## PROBLEM TO SOLVE
Every line of the data below needs to be reproduced exactly.

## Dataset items
*****
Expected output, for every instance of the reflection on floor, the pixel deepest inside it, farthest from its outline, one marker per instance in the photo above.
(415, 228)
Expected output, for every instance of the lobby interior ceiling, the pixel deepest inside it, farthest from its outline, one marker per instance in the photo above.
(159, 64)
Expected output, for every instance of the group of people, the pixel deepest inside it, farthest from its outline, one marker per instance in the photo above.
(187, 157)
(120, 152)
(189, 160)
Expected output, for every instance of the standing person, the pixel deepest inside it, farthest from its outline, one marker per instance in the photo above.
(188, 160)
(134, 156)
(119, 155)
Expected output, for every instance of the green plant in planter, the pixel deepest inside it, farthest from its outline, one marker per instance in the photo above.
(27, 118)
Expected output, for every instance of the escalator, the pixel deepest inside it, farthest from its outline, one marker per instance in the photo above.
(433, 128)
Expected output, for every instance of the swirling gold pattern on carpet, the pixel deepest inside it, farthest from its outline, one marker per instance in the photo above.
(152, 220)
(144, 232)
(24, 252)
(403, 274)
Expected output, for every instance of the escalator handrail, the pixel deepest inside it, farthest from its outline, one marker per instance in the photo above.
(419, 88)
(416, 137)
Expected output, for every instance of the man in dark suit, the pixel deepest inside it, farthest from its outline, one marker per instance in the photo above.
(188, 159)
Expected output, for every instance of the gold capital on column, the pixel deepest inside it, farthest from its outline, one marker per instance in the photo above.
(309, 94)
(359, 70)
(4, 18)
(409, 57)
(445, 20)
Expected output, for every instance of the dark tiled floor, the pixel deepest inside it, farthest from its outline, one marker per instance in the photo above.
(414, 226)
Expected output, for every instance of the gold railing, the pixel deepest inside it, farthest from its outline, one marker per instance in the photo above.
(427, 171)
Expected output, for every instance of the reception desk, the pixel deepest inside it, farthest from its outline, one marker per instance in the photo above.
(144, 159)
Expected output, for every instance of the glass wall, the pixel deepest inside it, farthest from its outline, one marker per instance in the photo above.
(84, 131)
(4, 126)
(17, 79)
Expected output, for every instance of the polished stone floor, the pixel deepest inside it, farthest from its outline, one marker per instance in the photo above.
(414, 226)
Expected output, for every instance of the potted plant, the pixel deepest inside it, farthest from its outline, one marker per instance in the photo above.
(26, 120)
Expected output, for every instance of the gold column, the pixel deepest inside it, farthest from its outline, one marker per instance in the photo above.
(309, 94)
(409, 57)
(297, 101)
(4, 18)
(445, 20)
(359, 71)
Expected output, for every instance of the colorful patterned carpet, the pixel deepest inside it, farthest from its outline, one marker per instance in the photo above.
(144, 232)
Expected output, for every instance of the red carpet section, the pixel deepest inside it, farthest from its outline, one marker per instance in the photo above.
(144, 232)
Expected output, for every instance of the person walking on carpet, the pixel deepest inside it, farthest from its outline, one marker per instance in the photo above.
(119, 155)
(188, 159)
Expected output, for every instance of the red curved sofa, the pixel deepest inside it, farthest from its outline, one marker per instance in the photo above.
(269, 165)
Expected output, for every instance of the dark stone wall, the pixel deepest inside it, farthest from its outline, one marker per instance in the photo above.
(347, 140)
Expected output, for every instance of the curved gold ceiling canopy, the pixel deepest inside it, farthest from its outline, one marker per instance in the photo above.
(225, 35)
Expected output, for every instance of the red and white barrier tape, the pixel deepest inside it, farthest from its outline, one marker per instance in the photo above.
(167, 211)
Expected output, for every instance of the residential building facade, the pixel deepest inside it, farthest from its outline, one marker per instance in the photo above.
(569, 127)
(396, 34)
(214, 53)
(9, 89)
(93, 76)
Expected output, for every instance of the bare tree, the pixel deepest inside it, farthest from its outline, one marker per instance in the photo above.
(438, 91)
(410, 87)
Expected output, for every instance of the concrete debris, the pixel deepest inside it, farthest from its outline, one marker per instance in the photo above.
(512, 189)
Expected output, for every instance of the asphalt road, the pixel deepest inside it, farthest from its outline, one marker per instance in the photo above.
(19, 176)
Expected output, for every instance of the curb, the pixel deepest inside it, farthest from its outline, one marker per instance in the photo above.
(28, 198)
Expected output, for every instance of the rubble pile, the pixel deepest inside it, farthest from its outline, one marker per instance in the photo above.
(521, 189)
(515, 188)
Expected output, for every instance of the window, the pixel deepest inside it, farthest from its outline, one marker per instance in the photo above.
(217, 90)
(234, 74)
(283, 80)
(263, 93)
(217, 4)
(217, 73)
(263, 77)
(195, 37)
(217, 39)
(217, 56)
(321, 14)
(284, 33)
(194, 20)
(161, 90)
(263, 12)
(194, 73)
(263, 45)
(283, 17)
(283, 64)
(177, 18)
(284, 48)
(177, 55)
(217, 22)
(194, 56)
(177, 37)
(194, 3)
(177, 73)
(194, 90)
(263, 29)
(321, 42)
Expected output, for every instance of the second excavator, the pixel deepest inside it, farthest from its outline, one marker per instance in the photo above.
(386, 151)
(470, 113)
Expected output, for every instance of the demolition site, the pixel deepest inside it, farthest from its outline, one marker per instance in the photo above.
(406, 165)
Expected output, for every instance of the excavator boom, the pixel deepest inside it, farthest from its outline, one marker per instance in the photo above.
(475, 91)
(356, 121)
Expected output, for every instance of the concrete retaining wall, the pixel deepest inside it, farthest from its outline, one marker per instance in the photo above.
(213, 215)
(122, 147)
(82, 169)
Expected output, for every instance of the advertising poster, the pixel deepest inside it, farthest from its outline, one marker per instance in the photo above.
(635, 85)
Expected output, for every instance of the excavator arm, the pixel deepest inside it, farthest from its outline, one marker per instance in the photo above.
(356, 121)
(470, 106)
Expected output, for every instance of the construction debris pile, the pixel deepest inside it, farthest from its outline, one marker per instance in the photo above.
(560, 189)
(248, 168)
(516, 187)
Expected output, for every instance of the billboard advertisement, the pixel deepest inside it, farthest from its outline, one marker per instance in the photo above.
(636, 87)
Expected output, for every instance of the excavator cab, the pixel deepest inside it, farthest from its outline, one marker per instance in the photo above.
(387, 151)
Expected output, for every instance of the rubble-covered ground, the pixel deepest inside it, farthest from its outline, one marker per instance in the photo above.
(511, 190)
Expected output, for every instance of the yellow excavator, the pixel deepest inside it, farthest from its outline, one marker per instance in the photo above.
*****
## ANSWER TO THIS TASK
Expected output, for every instance of the reflection on floor, the pixel deepest inside it, farthest from its outline, one marker per instance in the photo above.
(415, 228)
Expected output, for every instance of the lobby interior ceiling, the pixel deepest inside it, farthest from its outline, one marker per instance in the photo above.
(159, 64)
Expected output, for every instance of the group of people, the pixel deepest inside it, farthest from its outline, one marker per instance in the photo above.
(187, 157)
(120, 152)
(189, 160)
Expected output, for every instance of the standing person, the pixel deepest inside it, farthest from its outline, one marker per instance in the photo above.
(188, 160)
(134, 156)
(119, 155)
Expected output, for every instance of the green plant in planter, the pixel deepest inside it, farthest from its outline, one marker per instance in the photo above.
(27, 118)
Expected output, for every instance of the escalator, the pixel deepest inside it, farthest from its outline, one marker per instance in the photo above.
(433, 128)
Expected output, for every instance of the swirling gold pattern on carpet, the pixel deepest inside it, farthest from its outline, one marker per instance in the photo above.
(152, 220)
(144, 232)
(24, 252)
(403, 274)
Expected output, for every instance of the escalator handrail, the pixel deepest inside it, farthest from its outline, one marker per instance in the photo above.
(419, 88)
(416, 137)
Expected output, for every instance of the man in dark suit, the pixel deepest inside it, farthest from its outline, one marker per instance in the photo above.
(188, 159)
Expected output, for every instance of the gold capital on column, the pixel deepest inside it, farthest from its outline, one marker per instance in the photo above.
(309, 94)
(359, 70)
(4, 18)
(409, 57)
(445, 20)
Expected output, for every instance of the dark tiled floor, the pixel deepest inside it, farthest from its outline, one marker per instance in the photo above.
(414, 226)
Expected output, for every instance of the gold railing, the pixel deepest inside it, farthest from its outline, one marker per instance in the photo above.
(427, 171)
Expected output, for every instance of the reception desk, the pixel deepest inside it, farthest from its outline, one marker per instance in the photo above.
(144, 159)
Expected output, for every instance of the glass wall, the pixel deepest inside it, farthest from its outline, one marker per instance in the photo above.
(84, 131)
(4, 126)
(17, 79)
Expected output, for every instance of the polished stone floor, the pixel deepest inside it, farthest from its outline, one marker per instance in the photo above.
(414, 226)
Expected output, for every instance of the potted plant, the pixel deepest inside it, farthest from its outline, one marker per instance in the photo above.
(26, 120)
Expected output, for every instance of the gold column, the pixel deepest inside it, farthest from its outline, one marker per instance in the photo above.
(309, 94)
(409, 57)
(297, 101)
(4, 18)
(445, 20)
(359, 71)
Expected output, for every instance of the colorful patterned carpet, the pixel deepest inside it, farthest from its outline, one marker per instance in the photo above.
(144, 232)
Expected output, for every instance of the red carpet section, the pixel deepest inside it, farthest from its outline, one marker per instance in the photo above.
(144, 232)
Expected output, for every instance of the person walking on carpet, the pixel deepest inside it, farthest from its outline, one marker per instance in the photo above.
(119, 155)
(188, 159)
Expected output, for every instance of the red curved sofa, the pixel deepest inside it, farthest from its outline, one marker per instance in the photo above.
(269, 165)
Expected output, for every instance of the dark stone wall, the pixel deepest inside it, farthest from its outline, one marker per instance in the photo above.
(347, 140)
Expected output, for every instance of the curved gold ceiling canopy, the pixel deepest inside it, farthest from its outline, one marker per instance in the photo above.
(225, 35)
Expected output, for every instance of the red and white barrier tape, the pixel deepest inside it, farthest from its outline, one marker per instance in the photo above.
(167, 211)
Expected output, for every instance of the residential building facade, the pixel deepest inside it, farthest from its outline, one marker per instance in the photo above.
(569, 127)
(396, 34)
(214, 53)
(9, 89)
(93, 76)
Expected output, for every instance of the bare tree, the pixel deepest inside it, farthest from its outline, one marker per instance in the photo above.
(438, 91)
(410, 87)
Expected output, for every instance of the concrete debris, the pixel deepest inside it, farthest from its outline, one marker per instance in the photo above.
(512, 189)
Expected output, for every instance of the asphalt road, the pixel deepest inside it, farthest from its outline, one marker per instance in the photo above.
(19, 176)
Expected output, for every instance of the curb, the pixel deepest inside it, farthest from its outline, one marker per instance in the photo above.
(28, 198)
Expected output, for every instance of the rubble pile, the pixel deepest inside it, farthest from its outline, one marker per instance in the photo above.
(521, 189)
(515, 188)
Expected output, for every instance of the window, the pixel deepest inside it, farthest from its outline, one marker per instance in the photo above.
(217, 90)
(234, 74)
(283, 80)
(263, 93)
(217, 4)
(217, 73)
(263, 77)
(195, 37)
(217, 39)
(217, 56)
(321, 14)
(284, 33)
(194, 20)
(161, 90)
(263, 12)
(194, 73)
(263, 45)
(283, 17)
(283, 64)
(177, 18)
(284, 48)
(177, 55)
(217, 22)
(194, 56)
(177, 37)
(194, 3)
(177, 73)
(194, 90)
(263, 29)
(321, 42)
Expected output, for every instance of the second excavator, the pixel deepest inside it, farthest from its outline, one marker per instance in the photo above.
(386, 151)
(470, 113)
Expected output, for every instance of the demolition site, the pixel deepest inside it, farthest from its outline, one marker per instance in the photo above.
(406, 165)
Expected output, for every instance of the excavator boom, the pixel deepest inside it, farthest from its outline, one marker per instance in the photo above.
(475, 91)
(356, 121)
Expected output, for every instance of the concrete retaining wall, the pixel deepest inside it, farthest from its outline, one marker per instance in the photo above.
(213, 215)
(122, 147)
(82, 169)
Expected output, for every instance of the advertising poster, the pixel deepest inside it, farthest from its outline, one marker per instance in the photo above.
(635, 85)
Expected output, for every instance of the excavator arm, the pixel deepest inside it, farthest from its outline, one marker per instance in the photo above.
(356, 121)
(470, 106)
Expected output, for every instance of the construction debris pile, the pixel deepest inside it, farthest from its outline, one marker per instance in the photo above.
(560, 189)
(248, 168)
(516, 187)
Expected output, for every instance of the billboard advertisement, the pixel deepest inside it, farthest from its outline, one marker per instance in the photo above.
(636, 87)
Expected output, for every instance of the excavator cab, the pixel deepest inside it, farthest from its outline, one marker per instance in the photo above.
(387, 151)
Expected output, for every instance of the rubble-covered ground, the pixel deepest inside it, farthest from its outline, one marker per instance in the photo above.
(511, 190)
Expected output, for every instance of the yellow excavator, the pixel deepest inside it, farthest from its outline, one marker per instance in the photo above.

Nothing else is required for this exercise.